### EXERCISE AIM
Every record must come back exactly as given.

### TASK MATERIAL

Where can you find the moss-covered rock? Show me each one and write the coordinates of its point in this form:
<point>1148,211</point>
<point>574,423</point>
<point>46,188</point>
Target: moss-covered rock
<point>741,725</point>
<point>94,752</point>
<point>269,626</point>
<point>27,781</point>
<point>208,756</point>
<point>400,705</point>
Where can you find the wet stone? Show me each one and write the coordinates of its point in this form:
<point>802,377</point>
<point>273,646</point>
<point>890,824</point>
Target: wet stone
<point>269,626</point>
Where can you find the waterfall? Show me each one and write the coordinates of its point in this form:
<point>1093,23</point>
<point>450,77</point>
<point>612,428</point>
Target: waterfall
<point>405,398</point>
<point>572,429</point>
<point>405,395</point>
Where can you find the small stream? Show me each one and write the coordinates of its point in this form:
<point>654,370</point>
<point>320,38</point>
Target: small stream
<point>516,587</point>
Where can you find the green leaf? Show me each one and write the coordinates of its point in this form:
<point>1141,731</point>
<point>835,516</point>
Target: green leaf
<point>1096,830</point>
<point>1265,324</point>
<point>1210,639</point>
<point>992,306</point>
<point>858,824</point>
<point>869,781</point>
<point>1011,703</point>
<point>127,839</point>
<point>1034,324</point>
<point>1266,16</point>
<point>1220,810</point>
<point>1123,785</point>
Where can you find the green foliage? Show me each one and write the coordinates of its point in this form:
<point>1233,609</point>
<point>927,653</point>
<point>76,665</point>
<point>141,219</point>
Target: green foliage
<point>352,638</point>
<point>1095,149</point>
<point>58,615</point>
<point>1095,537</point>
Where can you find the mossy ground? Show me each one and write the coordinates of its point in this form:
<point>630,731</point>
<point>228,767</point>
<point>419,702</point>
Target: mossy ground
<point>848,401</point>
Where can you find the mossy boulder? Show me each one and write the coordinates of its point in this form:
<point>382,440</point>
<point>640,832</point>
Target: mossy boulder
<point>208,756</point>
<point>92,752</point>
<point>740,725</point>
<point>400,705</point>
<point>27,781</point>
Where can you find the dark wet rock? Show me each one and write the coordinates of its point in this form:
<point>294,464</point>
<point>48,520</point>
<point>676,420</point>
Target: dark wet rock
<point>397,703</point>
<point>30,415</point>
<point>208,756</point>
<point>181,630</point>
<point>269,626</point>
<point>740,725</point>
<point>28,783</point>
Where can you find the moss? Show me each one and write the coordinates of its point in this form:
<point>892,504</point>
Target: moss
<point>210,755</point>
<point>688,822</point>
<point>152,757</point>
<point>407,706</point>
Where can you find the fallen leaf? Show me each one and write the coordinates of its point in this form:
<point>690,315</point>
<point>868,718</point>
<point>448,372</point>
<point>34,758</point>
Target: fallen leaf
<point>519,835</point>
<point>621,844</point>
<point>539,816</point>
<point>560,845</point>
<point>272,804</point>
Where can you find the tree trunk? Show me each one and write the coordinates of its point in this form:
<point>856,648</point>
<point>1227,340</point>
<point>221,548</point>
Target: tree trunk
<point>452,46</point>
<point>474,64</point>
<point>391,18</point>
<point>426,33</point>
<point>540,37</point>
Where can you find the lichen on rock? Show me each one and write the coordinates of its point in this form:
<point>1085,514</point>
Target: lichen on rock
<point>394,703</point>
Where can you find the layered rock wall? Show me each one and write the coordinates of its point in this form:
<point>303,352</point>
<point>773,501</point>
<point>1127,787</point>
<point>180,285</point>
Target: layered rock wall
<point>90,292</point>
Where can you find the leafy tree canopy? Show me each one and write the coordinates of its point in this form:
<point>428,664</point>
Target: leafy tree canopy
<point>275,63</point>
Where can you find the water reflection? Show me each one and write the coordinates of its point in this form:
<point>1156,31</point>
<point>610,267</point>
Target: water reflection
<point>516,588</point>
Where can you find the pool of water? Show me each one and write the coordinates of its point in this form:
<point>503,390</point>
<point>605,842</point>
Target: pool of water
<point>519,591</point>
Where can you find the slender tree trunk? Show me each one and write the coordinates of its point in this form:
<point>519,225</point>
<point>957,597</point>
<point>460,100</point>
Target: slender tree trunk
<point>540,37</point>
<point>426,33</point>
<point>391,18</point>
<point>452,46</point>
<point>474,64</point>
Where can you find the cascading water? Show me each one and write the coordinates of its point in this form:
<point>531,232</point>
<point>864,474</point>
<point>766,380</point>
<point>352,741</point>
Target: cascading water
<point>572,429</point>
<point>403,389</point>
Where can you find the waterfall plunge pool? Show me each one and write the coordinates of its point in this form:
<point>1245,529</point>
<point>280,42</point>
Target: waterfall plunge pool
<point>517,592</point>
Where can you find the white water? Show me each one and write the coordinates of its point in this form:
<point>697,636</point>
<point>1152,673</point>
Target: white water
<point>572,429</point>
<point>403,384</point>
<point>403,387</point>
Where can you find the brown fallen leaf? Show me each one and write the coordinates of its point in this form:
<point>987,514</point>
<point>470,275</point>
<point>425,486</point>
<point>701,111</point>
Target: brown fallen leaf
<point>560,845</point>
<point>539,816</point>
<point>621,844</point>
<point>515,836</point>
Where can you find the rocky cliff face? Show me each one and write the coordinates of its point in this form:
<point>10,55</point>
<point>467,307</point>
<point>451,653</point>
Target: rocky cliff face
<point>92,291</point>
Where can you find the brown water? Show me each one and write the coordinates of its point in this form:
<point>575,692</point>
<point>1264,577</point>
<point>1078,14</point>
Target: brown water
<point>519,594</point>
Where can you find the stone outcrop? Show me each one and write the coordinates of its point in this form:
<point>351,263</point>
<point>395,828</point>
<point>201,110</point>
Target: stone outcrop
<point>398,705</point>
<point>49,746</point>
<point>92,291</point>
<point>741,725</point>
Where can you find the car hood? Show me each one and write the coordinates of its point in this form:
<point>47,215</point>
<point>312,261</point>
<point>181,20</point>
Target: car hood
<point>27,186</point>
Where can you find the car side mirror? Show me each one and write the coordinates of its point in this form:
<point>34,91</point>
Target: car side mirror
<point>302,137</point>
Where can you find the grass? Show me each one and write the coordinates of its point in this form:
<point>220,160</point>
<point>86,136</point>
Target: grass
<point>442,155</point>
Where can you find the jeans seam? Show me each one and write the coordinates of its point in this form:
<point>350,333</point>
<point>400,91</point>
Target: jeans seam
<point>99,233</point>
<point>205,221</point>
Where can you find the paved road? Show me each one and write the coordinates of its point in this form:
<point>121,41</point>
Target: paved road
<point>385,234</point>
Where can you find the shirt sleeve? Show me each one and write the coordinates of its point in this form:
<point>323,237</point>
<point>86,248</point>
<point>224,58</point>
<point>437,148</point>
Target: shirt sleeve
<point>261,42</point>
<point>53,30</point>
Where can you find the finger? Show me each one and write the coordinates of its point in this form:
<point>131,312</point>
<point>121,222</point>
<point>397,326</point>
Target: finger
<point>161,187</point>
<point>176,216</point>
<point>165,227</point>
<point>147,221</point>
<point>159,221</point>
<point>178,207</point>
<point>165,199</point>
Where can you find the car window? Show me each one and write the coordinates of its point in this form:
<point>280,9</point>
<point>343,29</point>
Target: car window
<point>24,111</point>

### SOLUTION
Where can you find the moss-covered rock? Show me each one and write the coordinates of its point in this form:
<point>1148,211</point>
<point>574,423</point>
<point>46,188</point>
Target: moss-covered rock
<point>741,725</point>
<point>94,752</point>
<point>269,626</point>
<point>27,781</point>
<point>208,756</point>
<point>400,705</point>
Where can you find the wet stone? Show me each one and write the coordinates of its point in this form:
<point>802,377</point>
<point>273,646</point>
<point>890,824</point>
Target: wet stone
<point>269,626</point>
Where can you find the waterfall? Show me each one and write the coordinates of its point in this form:
<point>1093,23</point>
<point>450,77</point>
<point>612,428</point>
Target: waterfall
<point>405,398</point>
<point>572,429</point>
<point>405,395</point>
Where can you find the small stream? Show me each one and write the coordinates of its point in this form:
<point>654,370</point>
<point>320,38</point>
Target: small stream
<point>516,587</point>
Where can you find the green leaf? Show me each one and write the coordinates of its point in this form:
<point>1141,731</point>
<point>835,516</point>
Target: green leaf
<point>1096,830</point>
<point>1265,324</point>
<point>1210,639</point>
<point>992,306</point>
<point>858,824</point>
<point>869,781</point>
<point>1011,703</point>
<point>127,839</point>
<point>1034,324</point>
<point>1266,16</point>
<point>1220,810</point>
<point>1123,785</point>
Where can you find the green foliage? Show me each one and write the coordinates of its point in this form:
<point>1233,609</point>
<point>927,653</point>
<point>76,665</point>
<point>141,219</point>
Target: green foliage
<point>352,638</point>
<point>1095,149</point>
<point>58,615</point>
<point>1095,537</point>
Where can you find the mossy ground? Show me each one and write the coordinates of its point in this form:
<point>630,731</point>
<point>228,767</point>
<point>419,702</point>
Target: mossy ground
<point>848,401</point>
Where can you find the mossy boulder? Show me each one and write the coordinates of its point in this form:
<point>382,440</point>
<point>640,832</point>
Target: mossy boulder
<point>208,756</point>
<point>92,752</point>
<point>740,725</point>
<point>400,705</point>
<point>27,781</point>
Where can you find the dark wet rock? Show me each one and write the coordinates of its point in this form:
<point>294,464</point>
<point>48,520</point>
<point>676,420</point>
Target: dark wet rock
<point>397,703</point>
<point>30,415</point>
<point>208,756</point>
<point>181,630</point>
<point>269,626</point>
<point>740,725</point>
<point>28,783</point>
Where can you find the moss? Show me each one and write the coordinates of its point in this form:
<point>892,504</point>
Target: moss
<point>210,755</point>
<point>688,822</point>
<point>152,757</point>
<point>407,706</point>
Where can you find the fallen leaf? Show me each one and write the coordinates of its point in this form:
<point>690,315</point>
<point>868,718</point>
<point>448,372</point>
<point>34,758</point>
Target: fallen leaf
<point>519,835</point>
<point>621,844</point>
<point>539,816</point>
<point>560,845</point>
<point>272,804</point>
Where can you find the tree trunk? Show me each one and write the coordinates of its point in this form:
<point>856,648</point>
<point>1227,340</point>
<point>221,548</point>
Target: tree trunk
<point>452,46</point>
<point>474,64</point>
<point>391,18</point>
<point>426,33</point>
<point>540,37</point>
Where can you find the lichen on rock? Show me each one and write the coordinates of its point in this form:
<point>1085,514</point>
Target: lichen on rock
<point>394,703</point>
Where can you find the layered rock wall? Show me each one and write the coordinates of its point in this form:
<point>303,352</point>
<point>773,501</point>
<point>1127,787</point>
<point>180,285</point>
Target: layered rock wall
<point>90,292</point>
Where can you find the leafy tree canopy? Show me each one and write the coordinates of its point in this form:
<point>428,664</point>
Target: leafy tree canopy
<point>275,63</point>
Where can you find the water reflection? Show me each one and write the coordinates of its point in this form:
<point>1156,31</point>
<point>610,267</point>
Target: water reflection
<point>516,588</point>
Where can you find the pool of water? Show me each one and write the coordinates of its point in this form:
<point>503,390</point>
<point>605,842</point>
Target: pool of water
<point>519,591</point>
Where can you find the slender tree trunk? Show me each one and write the coordinates of its point in this form:
<point>519,225</point>
<point>957,597</point>
<point>460,100</point>
Target: slender tree trunk
<point>540,37</point>
<point>426,33</point>
<point>391,18</point>
<point>452,46</point>
<point>474,64</point>
Where can you find the cascading water? Show me each one and write the coordinates of its point in this form:
<point>531,232</point>
<point>864,474</point>
<point>766,380</point>
<point>352,741</point>
Target: cascading water
<point>572,429</point>
<point>403,389</point>
Where can you find the waterfall plunge pool? Show me each one and write the coordinates of its point in this form:
<point>1245,529</point>
<point>280,42</point>
Target: waterfall plunge pool
<point>517,592</point>
Where can you find the white water? Show me each one and write the coordinates of its point in this form:
<point>697,636</point>
<point>1152,673</point>
Target: white water
<point>572,429</point>
<point>403,384</point>
<point>403,387</point>
Where can you find the brown fallen leaf? Show me each one and write the coordinates of its point in this form:
<point>987,514</point>
<point>470,275</point>
<point>425,486</point>
<point>701,111</point>
Target: brown fallen leaf
<point>560,845</point>
<point>539,816</point>
<point>621,844</point>
<point>515,836</point>
Where can you find the rocky cliff face? Show me each one and write the coordinates of its point in this form:
<point>10,55</point>
<point>467,307</point>
<point>451,653</point>
Target: rocky cliff face
<point>92,291</point>
Where can you find the brown water? Show me each one and write the coordinates of its point in this form:
<point>575,692</point>
<point>1264,577</point>
<point>1078,14</point>
Target: brown water
<point>519,594</point>
Where can you find the stone outcrop? Show me each one and write the coordinates of its point in this form:
<point>351,263</point>
<point>395,828</point>
<point>201,110</point>
Target: stone outcrop
<point>398,705</point>
<point>49,746</point>
<point>92,291</point>
<point>741,725</point>
Where can you find the car hood? Show me each one and write the coordinates of its point in this form:
<point>47,215</point>
<point>312,261</point>
<point>181,20</point>
Target: car hood
<point>27,186</point>
Where can you find the car side mirror? Show me each one and write the coordinates of its point in this form:
<point>34,91</point>
Target: car side mirror
<point>302,137</point>
Where can you find the grass? Show me each one and write the coordinates of its point in this form:
<point>220,160</point>
<point>86,136</point>
Target: grass
<point>442,155</point>
Where can you find the jeans seam? Show me each one and write the coordinates of its point in this form:
<point>350,333</point>
<point>400,91</point>
Target: jeans seam
<point>99,233</point>
<point>205,221</point>
Where can you find the paved road? Show me each one and write the coordinates of its point in this form:
<point>121,41</point>
Target: paved road
<point>385,234</point>
Where can you find the shirt sleeve? Show me each one and write the coordinates of its point in this form:
<point>323,237</point>
<point>86,248</point>
<point>224,58</point>
<point>437,148</point>
Target: shirt sleeve
<point>261,42</point>
<point>53,30</point>
Where can you find the finger? Show me each one and write the coordinates of its point in this form:
<point>131,312</point>
<point>121,222</point>
<point>397,326</point>
Target: finger
<point>161,187</point>
<point>176,216</point>
<point>165,227</point>
<point>147,221</point>
<point>159,221</point>
<point>178,207</point>
<point>165,199</point>
Where can you find the car window? Show me each one and write the coordinates of its point in this form:
<point>280,9</point>
<point>343,29</point>
Target: car window
<point>24,111</point>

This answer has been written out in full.